* RECORDED INFORMATION:
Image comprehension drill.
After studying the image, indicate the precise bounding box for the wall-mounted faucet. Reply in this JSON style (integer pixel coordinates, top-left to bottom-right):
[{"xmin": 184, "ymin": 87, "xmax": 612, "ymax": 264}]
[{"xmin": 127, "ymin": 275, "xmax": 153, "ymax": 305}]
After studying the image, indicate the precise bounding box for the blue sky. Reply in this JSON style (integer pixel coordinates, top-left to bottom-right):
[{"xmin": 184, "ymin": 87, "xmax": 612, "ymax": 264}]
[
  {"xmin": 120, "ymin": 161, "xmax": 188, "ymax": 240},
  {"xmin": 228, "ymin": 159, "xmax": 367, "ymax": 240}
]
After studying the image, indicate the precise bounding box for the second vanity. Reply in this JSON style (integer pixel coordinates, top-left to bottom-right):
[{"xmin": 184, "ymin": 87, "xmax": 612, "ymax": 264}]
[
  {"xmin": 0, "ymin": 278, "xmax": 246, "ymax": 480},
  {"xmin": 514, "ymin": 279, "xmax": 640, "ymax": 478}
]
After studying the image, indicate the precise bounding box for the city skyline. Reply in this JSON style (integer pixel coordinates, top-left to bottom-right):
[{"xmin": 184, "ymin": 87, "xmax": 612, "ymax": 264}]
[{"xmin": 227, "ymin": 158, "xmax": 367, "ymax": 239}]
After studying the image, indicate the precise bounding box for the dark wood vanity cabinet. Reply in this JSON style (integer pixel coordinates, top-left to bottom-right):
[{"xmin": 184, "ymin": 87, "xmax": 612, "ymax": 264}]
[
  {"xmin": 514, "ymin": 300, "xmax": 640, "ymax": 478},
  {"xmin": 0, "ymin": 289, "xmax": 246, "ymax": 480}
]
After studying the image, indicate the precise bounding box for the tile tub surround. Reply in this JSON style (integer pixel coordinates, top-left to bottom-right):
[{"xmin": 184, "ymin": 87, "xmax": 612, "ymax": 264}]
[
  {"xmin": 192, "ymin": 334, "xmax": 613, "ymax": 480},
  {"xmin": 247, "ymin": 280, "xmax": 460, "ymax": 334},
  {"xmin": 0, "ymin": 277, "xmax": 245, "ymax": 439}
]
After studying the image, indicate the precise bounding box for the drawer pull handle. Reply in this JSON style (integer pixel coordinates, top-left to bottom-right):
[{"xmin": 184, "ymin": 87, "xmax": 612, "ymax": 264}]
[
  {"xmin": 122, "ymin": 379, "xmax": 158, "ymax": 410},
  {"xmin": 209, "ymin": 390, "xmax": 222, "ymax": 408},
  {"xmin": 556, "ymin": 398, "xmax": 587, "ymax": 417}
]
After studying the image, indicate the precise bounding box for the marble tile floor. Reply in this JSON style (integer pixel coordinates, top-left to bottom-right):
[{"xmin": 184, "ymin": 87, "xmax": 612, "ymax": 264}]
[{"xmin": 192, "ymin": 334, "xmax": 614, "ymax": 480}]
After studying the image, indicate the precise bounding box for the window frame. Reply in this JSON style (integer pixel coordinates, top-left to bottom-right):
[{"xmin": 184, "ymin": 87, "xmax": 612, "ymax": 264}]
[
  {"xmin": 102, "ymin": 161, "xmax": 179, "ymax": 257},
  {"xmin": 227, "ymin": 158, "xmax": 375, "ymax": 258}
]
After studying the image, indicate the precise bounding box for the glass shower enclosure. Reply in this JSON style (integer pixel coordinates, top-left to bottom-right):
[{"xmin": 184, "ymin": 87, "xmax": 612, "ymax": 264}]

* TO BE DONE: Please set out all the records above as a numbered list, one line per item, leaving out any blank lines.

* SOLUTION FOR THIS EXERCISE:
1. Image comprehension drill.
2. After studying the image, indicate the precise bounding box for the wall-mounted faucet. Reply in this JSON style (integer pixel coordinates, top-left to bottom-right):
3. [{"xmin": 184, "ymin": 87, "xmax": 612, "ymax": 264}]
4. [{"xmin": 127, "ymin": 275, "xmax": 153, "ymax": 305}]
5. After studying the image, indicate the precise bounding box for the blue sky. Reply in this JSON style (integer pixel coordinates, top-left to bottom-right):
6. [{"xmin": 184, "ymin": 87, "xmax": 612, "ymax": 264}]
7. [
8.   {"xmin": 120, "ymin": 161, "xmax": 188, "ymax": 240},
9.   {"xmin": 228, "ymin": 159, "xmax": 367, "ymax": 240}
10. ]
11. After studying the image, indicate the precise bounding box for the second vanity. Reply in this JSON style (integer pixel coordinates, top-left to bottom-right):
12. [{"xmin": 184, "ymin": 87, "xmax": 612, "ymax": 264}]
13. [
14.   {"xmin": 0, "ymin": 278, "xmax": 246, "ymax": 480},
15.   {"xmin": 514, "ymin": 279, "xmax": 640, "ymax": 478}
16. ]
17. After studying the image, indicate the precise bounding box for the city skyline. Reply in this JSON style (integer pixel coordinates, top-left to bottom-right):
18. [{"xmin": 184, "ymin": 87, "xmax": 612, "ymax": 264}]
19. [{"xmin": 227, "ymin": 158, "xmax": 367, "ymax": 239}]
20. After studying the image, indicate the precise bounding box for the dark wood vanity cabinet. Reply in this JSON style (integer pixel coordinates, top-left to bottom-right):
21. [{"xmin": 184, "ymin": 87, "xmax": 612, "ymax": 264}]
22. [
23.   {"xmin": 514, "ymin": 300, "xmax": 640, "ymax": 478},
24.   {"xmin": 0, "ymin": 289, "xmax": 246, "ymax": 480}
25. ]
26. After studying the image, indicate the precise bounding box for the tile tub surround. Reply in this JSON style (integer pixel coordinates, top-left to bottom-right):
27. [{"xmin": 184, "ymin": 87, "xmax": 612, "ymax": 264}]
28. [
29.   {"xmin": 192, "ymin": 334, "xmax": 613, "ymax": 480},
30.   {"xmin": 247, "ymin": 280, "xmax": 460, "ymax": 334},
31.   {"xmin": 0, "ymin": 277, "xmax": 245, "ymax": 439}
32. ]
33. After studying the image, indicate the precise bounding box for the drawer pull handle. Reply in this JSON style (integer pixel coordinates, top-left to bottom-right):
34. [{"xmin": 184, "ymin": 87, "xmax": 612, "ymax": 264}]
35. [
36.   {"xmin": 122, "ymin": 379, "xmax": 158, "ymax": 410},
37.   {"xmin": 209, "ymin": 390, "xmax": 222, "ymax": 408},
38.   {"xmin": 556, "ymin": 398, "xmax": 587, "ymax": 417}
39. ]
40. After studying the image, indicate the precise bounding box for the marble tile floor. Reply in this JSON style (integer pixel coordinates, top-left to bottom-right):
41. [{"xmin": 184, "ymin": 87, "xmax": 612, "ymax": 264}]
42. [{"xmin": 192, "ymin": 334, "xmax": 614, "ymax": 480}]
43. After studying the image, indicate the precise bounding box for the window frame. Reply in this JSON style (integer pixel coordinates, top-left to bottom-right):
44. [{"xmin": 184, "ymin": 87, "xmax": 612, "ymax": 264}]
45. [
46.   {"xmin": 102, "ymin": 161, "xmax": 179, "ymax": 257},
47.   {"xmin": 227, "ymin": 158, "xmax": 375, "ymax": 258}
48. ]
49. After studying the image, indicate the precise bounding box for the glass shower enclosure. Reply in this JSON style (integer pixel coordinates, top-left to bottom-right):
50. [{"xmin": 184, "ymin": 87, "xmax": 612, "ymax": 264}]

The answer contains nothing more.